* * *
Как же можно истолковать такую неоднородность внутри правительства? Здесь невозможно обойтись без отсылок к личности того, кто в результате естественного хода истории стал центральной фигурой страны. Это русский царь.
Можно допустить (хотя в наше время это почти невероятно), что правитель имеет лишь абстрактное представление о жизни империи с населением в 130 миллионов – условиях и развитии страны, желаниях и запросах жителей, а также особенностях каждого из многочисленных ее провинциальных уголков. Но мы вправе ожидать, что монарх будет самостоятельно и в соответствии с личным политическим видением назначать глав министерств, то есть правительственных лиц, и что их взгляды в совокупности будут отражать определенную целенаправленную программу. Так, за последние десятилетия в России было либеральное правительство при Александре II и консервативное – при Александре III. И несмотря на то, что политические таланты последнего императора были далеки от идеала, у него хватило воли, чтобы последовательно вести министров по единому курсу.
Теперь же мы наблюдаем обратное: действия и решения, предпринимаемые по инициативе правящего монарха, демонстрируют отсутствие стержня и непоследовательность, можно даже сказать, что в поступках не видна личность царя. Представляется образ императора, который хочет добра и, скорее всего, совершает правильные действия под руководством добрых правительственных сил, но его поступки становятся менее великодушными и менее достойными русского царя, как только власть приобретают менее благотворные политические силы. Возникает впечатление, что царя, словно марионетку, дергают за ниточки, заставляя двигаться то так, то этак. То, что на сегодняшний момент его действия имеют определенное направление, в духе политики Александра III, вызвано не личной инициативой монарха, а инертностью и следованием завещанию отца.
* * *
Выводы, сделанные посторонним, конечно, могут быть ошибочными, поэтому я повторю, что они лишь основываются на слухах и разговорах, свидетелем которых я стал в Петербурге.
Но я могу тут же добавить, что такой взгляд на события свойствен большинству людей в самой России. Не проходит и дня, чтобы я не услышал что-то подобное – в более или менее иносказательной форме – от самих русских.

◆ Что требуется ◆
[1] Каким было правительство в России при Александре II, согласно цитируемому тексту?
[2] Подсчитайте, сколько строк в записях содержат слово «truck», и укажите только число.

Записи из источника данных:
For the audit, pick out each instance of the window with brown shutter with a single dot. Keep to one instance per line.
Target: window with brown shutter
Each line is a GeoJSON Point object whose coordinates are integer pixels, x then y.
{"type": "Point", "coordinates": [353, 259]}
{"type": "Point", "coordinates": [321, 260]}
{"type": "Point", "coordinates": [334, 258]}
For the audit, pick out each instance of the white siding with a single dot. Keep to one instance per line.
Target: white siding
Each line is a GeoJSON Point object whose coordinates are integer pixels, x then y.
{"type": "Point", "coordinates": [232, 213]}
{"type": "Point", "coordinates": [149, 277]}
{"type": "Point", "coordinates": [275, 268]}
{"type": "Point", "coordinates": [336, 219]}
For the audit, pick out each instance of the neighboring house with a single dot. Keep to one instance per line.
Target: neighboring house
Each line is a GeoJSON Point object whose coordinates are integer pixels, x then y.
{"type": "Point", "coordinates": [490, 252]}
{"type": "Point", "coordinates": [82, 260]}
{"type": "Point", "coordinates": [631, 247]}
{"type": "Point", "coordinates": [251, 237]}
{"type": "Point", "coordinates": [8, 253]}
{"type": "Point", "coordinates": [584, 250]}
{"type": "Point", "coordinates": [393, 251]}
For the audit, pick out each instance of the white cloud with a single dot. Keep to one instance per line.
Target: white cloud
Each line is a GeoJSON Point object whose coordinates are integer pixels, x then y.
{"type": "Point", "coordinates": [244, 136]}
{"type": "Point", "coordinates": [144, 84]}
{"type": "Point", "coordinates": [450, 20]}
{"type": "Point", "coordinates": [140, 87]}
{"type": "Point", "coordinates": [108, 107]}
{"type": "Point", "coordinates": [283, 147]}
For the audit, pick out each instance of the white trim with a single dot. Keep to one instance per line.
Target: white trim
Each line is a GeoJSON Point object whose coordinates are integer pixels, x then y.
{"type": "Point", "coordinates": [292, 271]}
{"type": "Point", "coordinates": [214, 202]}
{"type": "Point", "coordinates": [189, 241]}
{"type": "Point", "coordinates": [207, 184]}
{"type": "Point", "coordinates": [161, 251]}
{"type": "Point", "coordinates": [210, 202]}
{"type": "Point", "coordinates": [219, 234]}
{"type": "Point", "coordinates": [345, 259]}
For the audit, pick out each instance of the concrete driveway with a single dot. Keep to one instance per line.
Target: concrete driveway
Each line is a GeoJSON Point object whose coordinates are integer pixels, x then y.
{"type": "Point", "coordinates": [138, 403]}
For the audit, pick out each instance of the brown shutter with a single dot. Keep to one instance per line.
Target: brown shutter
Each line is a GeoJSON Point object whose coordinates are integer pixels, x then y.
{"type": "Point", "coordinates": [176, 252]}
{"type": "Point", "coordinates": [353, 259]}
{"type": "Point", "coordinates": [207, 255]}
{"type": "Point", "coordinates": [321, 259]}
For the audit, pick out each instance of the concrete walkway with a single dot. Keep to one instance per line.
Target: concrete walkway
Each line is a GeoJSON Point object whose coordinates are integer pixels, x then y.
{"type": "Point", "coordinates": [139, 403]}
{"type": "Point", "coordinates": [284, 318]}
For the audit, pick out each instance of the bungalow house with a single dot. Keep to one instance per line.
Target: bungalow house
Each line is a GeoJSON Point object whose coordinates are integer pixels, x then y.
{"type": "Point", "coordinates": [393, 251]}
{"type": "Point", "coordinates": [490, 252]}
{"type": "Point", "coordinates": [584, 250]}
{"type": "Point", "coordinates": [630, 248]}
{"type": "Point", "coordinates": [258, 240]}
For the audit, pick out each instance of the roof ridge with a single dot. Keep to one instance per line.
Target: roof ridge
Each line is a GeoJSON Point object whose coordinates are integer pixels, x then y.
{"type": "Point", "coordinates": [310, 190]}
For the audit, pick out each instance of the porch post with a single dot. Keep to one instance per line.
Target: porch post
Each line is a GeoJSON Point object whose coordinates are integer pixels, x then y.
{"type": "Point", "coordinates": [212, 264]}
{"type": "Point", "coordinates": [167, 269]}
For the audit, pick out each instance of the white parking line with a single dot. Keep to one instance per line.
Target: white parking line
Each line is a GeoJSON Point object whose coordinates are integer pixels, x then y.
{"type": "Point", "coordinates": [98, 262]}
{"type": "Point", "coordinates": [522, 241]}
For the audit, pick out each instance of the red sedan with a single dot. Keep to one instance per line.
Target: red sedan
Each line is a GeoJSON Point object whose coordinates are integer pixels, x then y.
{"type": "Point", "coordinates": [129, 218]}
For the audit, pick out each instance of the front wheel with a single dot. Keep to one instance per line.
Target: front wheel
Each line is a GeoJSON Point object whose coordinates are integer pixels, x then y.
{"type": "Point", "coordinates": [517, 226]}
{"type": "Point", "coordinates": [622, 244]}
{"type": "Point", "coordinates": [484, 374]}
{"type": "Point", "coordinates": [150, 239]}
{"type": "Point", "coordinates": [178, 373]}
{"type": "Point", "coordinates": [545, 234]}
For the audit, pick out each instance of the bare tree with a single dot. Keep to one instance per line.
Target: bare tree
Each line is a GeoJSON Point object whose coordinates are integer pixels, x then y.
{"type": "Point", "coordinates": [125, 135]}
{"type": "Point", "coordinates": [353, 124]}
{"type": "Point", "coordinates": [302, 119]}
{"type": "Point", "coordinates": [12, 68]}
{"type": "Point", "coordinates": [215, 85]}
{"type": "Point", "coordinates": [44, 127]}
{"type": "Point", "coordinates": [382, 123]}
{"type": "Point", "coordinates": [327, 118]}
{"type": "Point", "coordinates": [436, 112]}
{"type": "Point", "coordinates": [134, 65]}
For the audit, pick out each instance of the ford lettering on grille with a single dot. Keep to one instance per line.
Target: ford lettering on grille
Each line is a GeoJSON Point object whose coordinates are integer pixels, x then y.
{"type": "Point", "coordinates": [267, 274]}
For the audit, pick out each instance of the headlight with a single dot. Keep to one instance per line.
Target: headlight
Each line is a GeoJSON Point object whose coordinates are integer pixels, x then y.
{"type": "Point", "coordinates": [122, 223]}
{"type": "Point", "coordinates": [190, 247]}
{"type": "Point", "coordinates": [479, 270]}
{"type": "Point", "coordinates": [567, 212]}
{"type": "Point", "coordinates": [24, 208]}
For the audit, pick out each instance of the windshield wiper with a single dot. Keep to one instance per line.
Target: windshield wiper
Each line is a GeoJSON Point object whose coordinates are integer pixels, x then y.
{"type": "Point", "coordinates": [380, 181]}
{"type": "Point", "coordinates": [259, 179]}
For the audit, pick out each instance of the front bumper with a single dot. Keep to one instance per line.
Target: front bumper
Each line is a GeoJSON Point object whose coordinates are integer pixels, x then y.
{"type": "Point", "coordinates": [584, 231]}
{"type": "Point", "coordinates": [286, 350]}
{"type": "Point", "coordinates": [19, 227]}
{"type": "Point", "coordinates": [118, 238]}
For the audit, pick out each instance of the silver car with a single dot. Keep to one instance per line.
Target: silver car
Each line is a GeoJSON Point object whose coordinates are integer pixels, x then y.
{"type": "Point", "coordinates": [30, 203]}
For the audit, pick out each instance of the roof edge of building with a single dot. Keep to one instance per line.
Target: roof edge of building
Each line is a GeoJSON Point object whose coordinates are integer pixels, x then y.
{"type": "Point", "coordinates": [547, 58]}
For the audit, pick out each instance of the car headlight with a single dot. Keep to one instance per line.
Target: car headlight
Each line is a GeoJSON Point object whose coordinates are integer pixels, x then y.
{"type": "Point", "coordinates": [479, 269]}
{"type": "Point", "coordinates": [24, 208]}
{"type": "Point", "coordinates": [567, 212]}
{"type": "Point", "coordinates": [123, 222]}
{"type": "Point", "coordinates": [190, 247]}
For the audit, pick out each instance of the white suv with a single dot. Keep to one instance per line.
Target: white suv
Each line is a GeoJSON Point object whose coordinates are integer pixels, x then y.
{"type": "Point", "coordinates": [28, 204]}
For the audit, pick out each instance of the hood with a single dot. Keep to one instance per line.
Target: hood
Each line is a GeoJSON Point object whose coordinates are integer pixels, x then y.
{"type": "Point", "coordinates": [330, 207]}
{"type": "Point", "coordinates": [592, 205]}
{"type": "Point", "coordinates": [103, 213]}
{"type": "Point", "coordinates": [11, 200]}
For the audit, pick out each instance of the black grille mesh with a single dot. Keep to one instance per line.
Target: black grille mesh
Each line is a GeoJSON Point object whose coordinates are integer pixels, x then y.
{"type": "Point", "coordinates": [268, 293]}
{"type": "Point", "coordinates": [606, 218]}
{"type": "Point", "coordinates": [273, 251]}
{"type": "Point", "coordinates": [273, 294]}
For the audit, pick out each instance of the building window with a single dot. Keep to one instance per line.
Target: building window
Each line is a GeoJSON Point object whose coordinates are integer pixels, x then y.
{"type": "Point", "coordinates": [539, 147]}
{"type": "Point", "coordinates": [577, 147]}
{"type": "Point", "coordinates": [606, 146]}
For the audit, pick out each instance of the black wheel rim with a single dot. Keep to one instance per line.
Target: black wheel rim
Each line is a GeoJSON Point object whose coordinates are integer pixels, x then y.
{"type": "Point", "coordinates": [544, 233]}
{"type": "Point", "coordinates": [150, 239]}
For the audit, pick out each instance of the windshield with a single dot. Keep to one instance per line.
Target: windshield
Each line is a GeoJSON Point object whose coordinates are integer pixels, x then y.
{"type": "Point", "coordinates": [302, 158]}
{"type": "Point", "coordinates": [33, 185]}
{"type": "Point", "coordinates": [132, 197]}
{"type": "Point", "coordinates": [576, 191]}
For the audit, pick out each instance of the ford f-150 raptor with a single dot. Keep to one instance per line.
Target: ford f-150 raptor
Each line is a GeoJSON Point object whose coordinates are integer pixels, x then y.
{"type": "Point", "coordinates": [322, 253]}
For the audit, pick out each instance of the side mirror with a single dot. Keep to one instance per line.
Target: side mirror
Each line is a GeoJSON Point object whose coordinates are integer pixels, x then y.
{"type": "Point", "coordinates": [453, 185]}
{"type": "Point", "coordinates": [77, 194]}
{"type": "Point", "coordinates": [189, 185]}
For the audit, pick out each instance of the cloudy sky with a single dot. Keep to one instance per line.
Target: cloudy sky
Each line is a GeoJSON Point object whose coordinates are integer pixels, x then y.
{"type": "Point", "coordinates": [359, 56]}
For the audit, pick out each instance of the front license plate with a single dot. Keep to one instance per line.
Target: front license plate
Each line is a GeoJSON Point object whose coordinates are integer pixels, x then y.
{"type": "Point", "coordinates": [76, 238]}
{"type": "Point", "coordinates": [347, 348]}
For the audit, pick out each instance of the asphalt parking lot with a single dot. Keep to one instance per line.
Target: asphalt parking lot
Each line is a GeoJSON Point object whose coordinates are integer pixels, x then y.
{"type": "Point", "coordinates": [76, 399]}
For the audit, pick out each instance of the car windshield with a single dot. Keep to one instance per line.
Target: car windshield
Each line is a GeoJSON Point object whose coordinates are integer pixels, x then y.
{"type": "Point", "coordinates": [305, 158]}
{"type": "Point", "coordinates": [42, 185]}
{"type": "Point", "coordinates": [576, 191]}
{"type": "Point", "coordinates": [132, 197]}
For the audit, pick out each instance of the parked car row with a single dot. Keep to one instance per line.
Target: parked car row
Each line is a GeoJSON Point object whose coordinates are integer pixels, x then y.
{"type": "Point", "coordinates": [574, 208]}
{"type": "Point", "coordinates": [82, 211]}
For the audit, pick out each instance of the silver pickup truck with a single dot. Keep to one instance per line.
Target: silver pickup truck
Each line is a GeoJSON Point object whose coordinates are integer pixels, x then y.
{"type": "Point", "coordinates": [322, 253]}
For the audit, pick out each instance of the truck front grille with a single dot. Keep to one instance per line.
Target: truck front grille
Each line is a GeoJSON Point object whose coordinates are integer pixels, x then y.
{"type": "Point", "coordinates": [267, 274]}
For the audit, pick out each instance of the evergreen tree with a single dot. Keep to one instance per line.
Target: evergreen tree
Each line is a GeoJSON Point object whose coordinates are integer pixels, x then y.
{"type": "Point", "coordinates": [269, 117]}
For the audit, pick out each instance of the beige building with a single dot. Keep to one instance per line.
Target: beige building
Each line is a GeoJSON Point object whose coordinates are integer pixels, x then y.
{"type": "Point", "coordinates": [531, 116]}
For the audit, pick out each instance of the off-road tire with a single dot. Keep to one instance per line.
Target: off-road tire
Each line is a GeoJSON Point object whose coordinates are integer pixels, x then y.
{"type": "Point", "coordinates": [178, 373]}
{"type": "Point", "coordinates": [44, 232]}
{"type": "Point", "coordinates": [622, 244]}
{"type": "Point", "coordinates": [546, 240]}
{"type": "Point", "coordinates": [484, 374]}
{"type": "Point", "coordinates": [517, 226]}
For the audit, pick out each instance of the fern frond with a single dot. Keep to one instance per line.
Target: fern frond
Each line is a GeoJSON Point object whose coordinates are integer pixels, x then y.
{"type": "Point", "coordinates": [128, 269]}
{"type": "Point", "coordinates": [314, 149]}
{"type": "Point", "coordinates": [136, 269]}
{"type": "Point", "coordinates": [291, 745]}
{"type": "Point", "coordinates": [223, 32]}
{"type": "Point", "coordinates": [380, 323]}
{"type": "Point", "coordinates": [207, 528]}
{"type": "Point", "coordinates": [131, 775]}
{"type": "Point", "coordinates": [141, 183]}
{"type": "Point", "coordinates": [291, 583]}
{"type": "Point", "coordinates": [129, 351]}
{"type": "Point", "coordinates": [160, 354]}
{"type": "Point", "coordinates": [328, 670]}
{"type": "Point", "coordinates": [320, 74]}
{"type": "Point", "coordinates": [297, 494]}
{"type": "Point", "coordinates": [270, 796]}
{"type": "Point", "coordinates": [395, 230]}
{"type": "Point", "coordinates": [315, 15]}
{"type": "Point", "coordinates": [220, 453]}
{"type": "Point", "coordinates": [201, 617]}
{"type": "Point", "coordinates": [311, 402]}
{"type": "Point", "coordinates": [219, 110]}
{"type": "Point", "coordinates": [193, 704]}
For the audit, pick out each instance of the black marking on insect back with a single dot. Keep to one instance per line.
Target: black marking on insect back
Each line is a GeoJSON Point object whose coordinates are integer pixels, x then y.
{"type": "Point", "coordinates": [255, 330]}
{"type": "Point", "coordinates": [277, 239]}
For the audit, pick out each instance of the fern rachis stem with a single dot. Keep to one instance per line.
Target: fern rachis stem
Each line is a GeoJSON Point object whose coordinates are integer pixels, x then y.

◆ Решённые задачи ◆
[1] Либеральным.

[2] 4